### DATA SUPPLIED
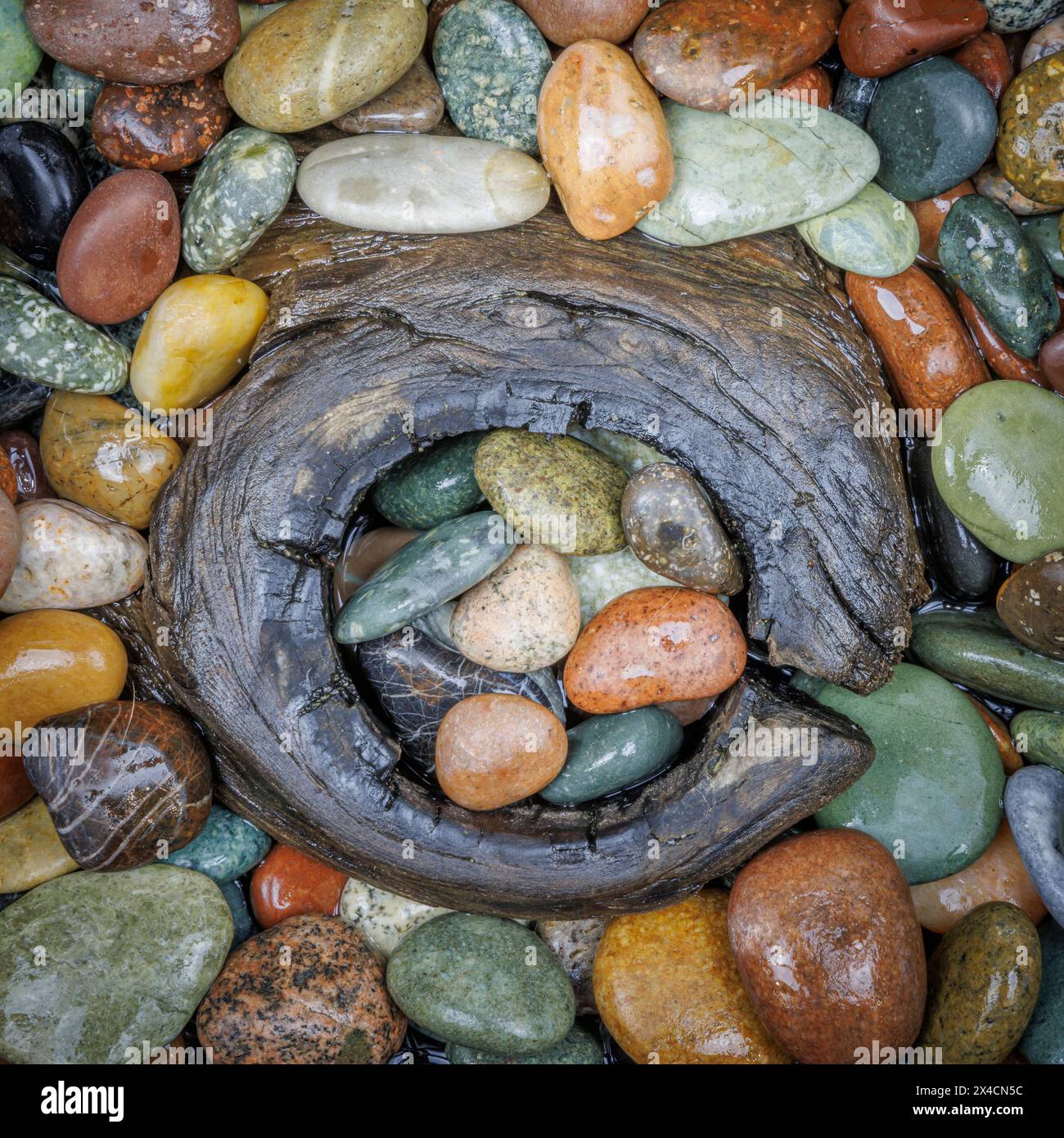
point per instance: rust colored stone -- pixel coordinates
(926, 350)
(160, 128)
(827, 940)
(700, 52)
(495, 749)
(1011, 757)
(291, 884)
(563, 22)
(1003, 361)
(655, 645)
(121, 250)
(24, 454)
(649, 965)
(987, 58)
(877, 38)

### WHAT YOU HAVE TO DO
Without the pictures, print the records in full, exactly as they appear.

### EXPECTED ANSWER
point per instance: rust colored stone -- pixel coordinates
(926, 350)
(160, 128)
(827, 940)
(700, 52)
(495, 749)
(1011, 757)
(291, 884)
(563, 22)
(1003, 361)
(655, 645)
(121, 250)
(24, 454)
(649, 965)
(987, 58)
(877, 38)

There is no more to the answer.